Tahiti Infos

Deux statues de Schoelcher brisées par des manifestants en Martinique


La tombe de Victor Schoelcher au cimetière du Père-Lachaise à Paris.
La tombe de Victor Schoelcher au cimetière du Père-Lachaise à Paris.
Fort-de-France, France | AFP | samedi 23/05/2020 - Des manifestants contestant la figure historique de Victor Schoelcher ont renversé en Martinique deux statues de celui qui a décrété l'abolition de l'esclavage le 27 avril 1848, le jour même où l'île commémorait cette décision historique.

Ces actes, perpétrés vendredi à Schoelcher et Fort-de-France, ont suscité de nombreuses condamnations, dont celle d'Emmanuel Macron.

"En abolissant l'esclavage il y a 172 ans, Victor Schœlcher a fait la grandeur de la France. Je condamne avec fermeté les actes qui, perpétrés hier en Martinique, salissent sa mémoire et celle de la République", a tweeté samedi le chef de l'Etat.

Relayée sur les réseaux sociaux, la vidéo de la chute de ces statues, réalisée par des activistes qui se présentent comme anti-béké et hostiles à l'héritage colonial, a provoqué une vague d'indignation. 

Une jeune femme soupçonnée d'avoir participé à l'action a été placée en garde à vue et, à l'issue, elle a été convoquée au tribunal le 9 juillet, selon son avocat Me Dominique Monotuka.

"Schoelcher n’est pas notre sauveur", ont écrit dans un communiqué les manifestants. Les mêmes avaient déjà bloqué pendant plusieurs semaines fin 2019-début 2020 les hypermarchés tous les week-end, accusant leurs propriétaires, souvent de grandes familles locales (béké), d'être à l'origine de la pollution au chlordécone.

- _CE QUE VOUS FEREZ_
• a. Extrayez de l'article le passage qui va de « Deux statues de Schoelcher » jusqu'à « celle d'Emmanuel Macron. » inclus.
• b. D'après l'article, à quelle date la jeune femme placée en garde à vue a-t-elle été convoquée au tribunal ?
• c. Relevez tous les noms de personnes cités dans l'article.
Appuyez-vous uniquement sur l'article.

- _LIGNES DE DONNÉES_

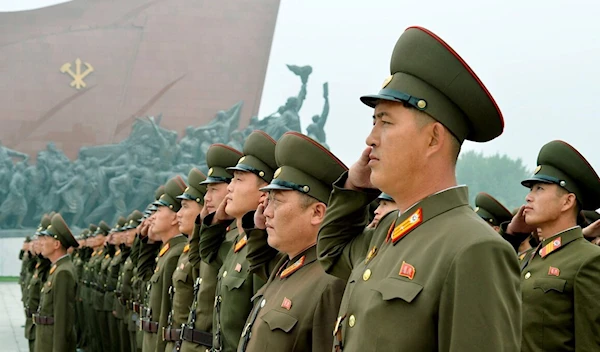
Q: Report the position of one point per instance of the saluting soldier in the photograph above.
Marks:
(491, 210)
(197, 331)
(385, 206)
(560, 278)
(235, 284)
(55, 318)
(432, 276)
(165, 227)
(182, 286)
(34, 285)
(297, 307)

---

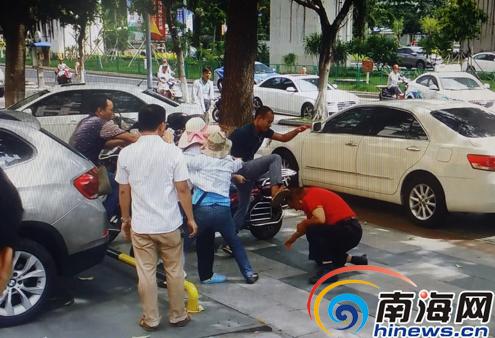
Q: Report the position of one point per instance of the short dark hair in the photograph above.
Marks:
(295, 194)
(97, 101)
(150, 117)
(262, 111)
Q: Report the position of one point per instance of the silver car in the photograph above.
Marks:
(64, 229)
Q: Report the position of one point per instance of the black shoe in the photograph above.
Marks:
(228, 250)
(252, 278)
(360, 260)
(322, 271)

- _RÉSULTATS DE L'EXERCICE_
• a.
Deux statues de Schoelcher brisées par des manifestants en Martinique


La tombe de Victor Schoelcher au cimetière du Père-Lachaise à Paris.
La tombe de Victor Schoelcher au cimetière du Père-Lachaise à Paris.
Fort-de-France, France | AFP | samedi 23/05/2020 - Des manifestants contestant la figure historique de Victor Schoelcher ont renversé en Martinique deux statues de celui qui a décrété l'abolition de l'esclavage le 27 avril 1848, le jour même où l'île commémorait cette décision historique.

Ces actes, perpétrés vendredi à Schoelcher et Fort-de-France, ont suscité de nombreuses condamnations, dont celle d'Emmanuel Macron.

• b. Le 9 juillet.

• c. Victor Schoelcher, Emmanuel Macron, Dominique Monotuka